Work item
Go to the line containing "the grey hood" and return it and each line after it exactly, through the end of the data below, and nothing more.

=== Begin Enclosure ===

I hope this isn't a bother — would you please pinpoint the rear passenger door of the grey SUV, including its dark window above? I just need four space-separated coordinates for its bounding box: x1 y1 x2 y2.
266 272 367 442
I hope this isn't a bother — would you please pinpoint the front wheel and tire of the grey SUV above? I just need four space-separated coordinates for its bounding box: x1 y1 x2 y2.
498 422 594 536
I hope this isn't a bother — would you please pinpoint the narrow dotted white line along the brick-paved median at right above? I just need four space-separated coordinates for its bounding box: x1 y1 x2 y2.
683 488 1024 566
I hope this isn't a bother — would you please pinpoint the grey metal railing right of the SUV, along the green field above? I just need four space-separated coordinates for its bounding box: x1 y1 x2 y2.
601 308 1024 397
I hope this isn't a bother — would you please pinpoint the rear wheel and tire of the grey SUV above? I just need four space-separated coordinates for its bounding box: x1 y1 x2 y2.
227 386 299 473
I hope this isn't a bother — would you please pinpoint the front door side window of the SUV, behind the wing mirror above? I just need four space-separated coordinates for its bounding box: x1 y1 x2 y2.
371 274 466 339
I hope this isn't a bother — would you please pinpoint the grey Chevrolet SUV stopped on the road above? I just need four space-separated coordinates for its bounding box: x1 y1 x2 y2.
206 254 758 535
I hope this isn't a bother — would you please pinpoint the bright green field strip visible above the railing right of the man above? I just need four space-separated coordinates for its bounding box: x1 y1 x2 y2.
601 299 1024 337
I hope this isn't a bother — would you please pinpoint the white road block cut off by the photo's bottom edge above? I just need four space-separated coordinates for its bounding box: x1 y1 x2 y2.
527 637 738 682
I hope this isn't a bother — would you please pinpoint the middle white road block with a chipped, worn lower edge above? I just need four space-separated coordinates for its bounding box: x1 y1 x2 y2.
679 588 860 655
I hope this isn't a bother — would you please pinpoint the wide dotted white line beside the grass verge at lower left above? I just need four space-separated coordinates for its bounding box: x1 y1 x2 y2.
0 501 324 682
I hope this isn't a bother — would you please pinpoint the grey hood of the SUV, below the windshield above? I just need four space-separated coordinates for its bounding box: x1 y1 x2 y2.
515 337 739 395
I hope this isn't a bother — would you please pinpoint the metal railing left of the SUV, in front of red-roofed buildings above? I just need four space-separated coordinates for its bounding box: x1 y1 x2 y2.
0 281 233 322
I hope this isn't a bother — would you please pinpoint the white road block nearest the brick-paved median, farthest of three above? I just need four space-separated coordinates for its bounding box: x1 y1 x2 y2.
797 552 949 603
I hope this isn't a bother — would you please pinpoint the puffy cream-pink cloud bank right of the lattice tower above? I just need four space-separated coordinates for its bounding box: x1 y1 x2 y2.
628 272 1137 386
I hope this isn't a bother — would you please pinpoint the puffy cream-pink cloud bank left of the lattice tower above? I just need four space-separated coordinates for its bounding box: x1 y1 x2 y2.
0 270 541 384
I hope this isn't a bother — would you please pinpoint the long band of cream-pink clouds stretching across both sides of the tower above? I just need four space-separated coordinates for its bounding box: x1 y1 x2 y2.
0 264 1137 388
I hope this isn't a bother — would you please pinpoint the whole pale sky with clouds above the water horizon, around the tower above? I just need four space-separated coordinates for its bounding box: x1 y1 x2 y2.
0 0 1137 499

=== End Enclosure ===

Task answer
I hope this isn't a bother — would you please pinpoint the grey hood of the SUV, below the windshield above? I just need four space-separated coordinates for its bounding box: x1 y1 x2 y2.
515 337 739 395
I hope this isn't a bother — would you please pinpoint the metal railing left of the SUV, in front of red-roofed buildings above? I just need four space-separated coordinates for its bounding box: x1 y1 x2 y2.
0 281 233 322
I hope this isn't a bother — would you please pinpoint the white road block nearest the brick-paved median, farthest of three above? I just need four space-separated coordinates for its bounding box: x1 y1 x2 y2.
797 552 949 603
I hope this isn't a bother — would you please pinpoint the puffy cream-pink cloud bank right of the lattice tower above? I just need four space-separated coordinates for its bounding box: x1 y1 x2 y2.
628 272 1137 386
I hope this isn't a bother — would you please pinpoint the puffy cream-pink cloud bank left of the lattice tower above? I just need four space-separated coordinates for its bounding box: x1 y1 x2 y2.
0 270 541 384
I hope this isn't a bother — would you please pinpoint the long band of cream-pink clouds stretching across both sides of the tower above? I just need four space-separated coordinates for its bounding box: x1 y1 x2 y2.
0 264 1137 388
I hope this isn't a bother — would you please pinpoint the whole pale sky with clouds above the water horizon, around the tower above? I just need four space-separated coordinates for its bounding box: x1 y1 x2 y2.
0 0 1137 499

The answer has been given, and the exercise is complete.